### DATA FOR THIS TASK

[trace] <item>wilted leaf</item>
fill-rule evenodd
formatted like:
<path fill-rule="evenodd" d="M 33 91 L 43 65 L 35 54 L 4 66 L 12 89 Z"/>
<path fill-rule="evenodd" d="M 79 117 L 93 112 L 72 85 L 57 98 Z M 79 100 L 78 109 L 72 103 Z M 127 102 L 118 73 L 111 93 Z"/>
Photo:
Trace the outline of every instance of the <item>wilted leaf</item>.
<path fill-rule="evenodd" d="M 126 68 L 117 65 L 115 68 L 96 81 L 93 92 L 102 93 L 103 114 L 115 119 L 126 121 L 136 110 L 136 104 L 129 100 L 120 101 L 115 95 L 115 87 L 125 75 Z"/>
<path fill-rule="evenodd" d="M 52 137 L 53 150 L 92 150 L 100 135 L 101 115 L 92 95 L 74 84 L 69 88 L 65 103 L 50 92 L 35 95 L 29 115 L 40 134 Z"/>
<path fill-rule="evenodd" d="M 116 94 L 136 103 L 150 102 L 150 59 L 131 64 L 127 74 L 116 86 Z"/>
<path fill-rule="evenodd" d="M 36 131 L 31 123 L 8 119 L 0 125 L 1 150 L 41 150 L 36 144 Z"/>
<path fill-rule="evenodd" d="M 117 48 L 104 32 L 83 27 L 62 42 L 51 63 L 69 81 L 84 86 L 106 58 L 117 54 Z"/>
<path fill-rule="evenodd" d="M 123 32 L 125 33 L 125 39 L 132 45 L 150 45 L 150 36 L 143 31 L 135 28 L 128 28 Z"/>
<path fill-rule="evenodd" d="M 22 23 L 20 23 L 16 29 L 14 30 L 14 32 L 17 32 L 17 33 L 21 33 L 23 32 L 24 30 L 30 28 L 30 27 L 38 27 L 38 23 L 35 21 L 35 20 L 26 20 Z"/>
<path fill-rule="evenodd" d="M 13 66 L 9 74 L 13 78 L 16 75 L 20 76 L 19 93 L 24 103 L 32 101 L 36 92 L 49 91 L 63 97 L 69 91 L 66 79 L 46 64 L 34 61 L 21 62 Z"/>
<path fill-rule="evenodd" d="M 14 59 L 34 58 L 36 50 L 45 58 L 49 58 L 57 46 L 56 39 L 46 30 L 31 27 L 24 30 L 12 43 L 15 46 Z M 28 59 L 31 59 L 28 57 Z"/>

######

Reproduce all of the rows above, swapping every "wilted leaf" for "dry leaf" and leaving the rest untouched.

[trace] <item>dry leaf</item>
fill-rule evenodd
formatted like:
<path fill-rule="evenodd" d="M 33 91 L 43 65 L 35 54 L 4 66 L 12 89 Z"/>
<path fill-rule="evenodd" d="M 79 117 L 93 112 L 72 85 L 57 98 Z M 79 100 L 78 109 L 72 103 Z M 127 102 L 118 73 L 111 93 Z"/>
Photo:
Trace the outline of every instance of the <item>dry leaf</item>.
<path fill-rule="evenodd" d="M 126 68 L 117 65 L 115 68 L 96 81 L 93 92 L 102 93 L 103 114 L 115 119 L 126 121 L 136 110 L 136 104 L 129 100 L 120 101 L 115 95 L 115 87 L 125 75 Z"/>
<path fill-rule="evenodd" d="M 52 137 L 53 150 L 92 150 L 100 135 L 101 115 L 92 95 L 74 84 L 69 88 L 65 103 L 50 92 L 35 95 L 29 115 L 40 134 Z"/>
<path fill-rule="evenodd" d="M 116 94 L 136 103 L 150 102 L 150 59 L 131 64 L 127 74 L 116 86 Z"/>
<path fill-rule="evenodd" d="M 36 131 L 31 123 L 8 119 L 0 125 L 1 150 L 41 150 L 36 144 Z"/>
<path fill-rule="evenodd" d="M 117 48 L 104 32 L 83 27 L 62 42 L 51 63 L 69 81 L 84 86 L 106 58 L 117 54 Z"/>
<path fill-rule="evenodd" d="M 123 32 L 125 33 L 125 39 L 132 45 L 150 45 L 150 36 L 143 31 L 135 28 L 128 28 Z"/>
<path fill-rule="evenodd" d="M 22 23 L 20 23 L 16 29 L 14 30 L 14 32 L 17 32 L 17 33 L 21 33 L 23 32 L 24 30 L 30 28 L 30 27 L 38 27 L 38 23 L 35 21 L 35 20 L 26 20 Z"/>
<path fill-rule="evenodd" d="M 13 66 L 9 74 L 13 78 L 16 75 L 20 76 L 19 93 L 24 103 L 32 101 L 36 92 L 49 91 L 63 97 L 69 91 L 66 79 L 46 64 L 34 61 L 21 62 Z"/>
<path fill-rule="evenodd" d="M 14 59 L 34 58 L 36 50 L 45 58 L 49 58 L 57 46 L 56 39 L 46 30 L 31 27 L 24 30 L 12 43 L 15 46 Z M 28 59 L 31 59 L 28 57 Z"/>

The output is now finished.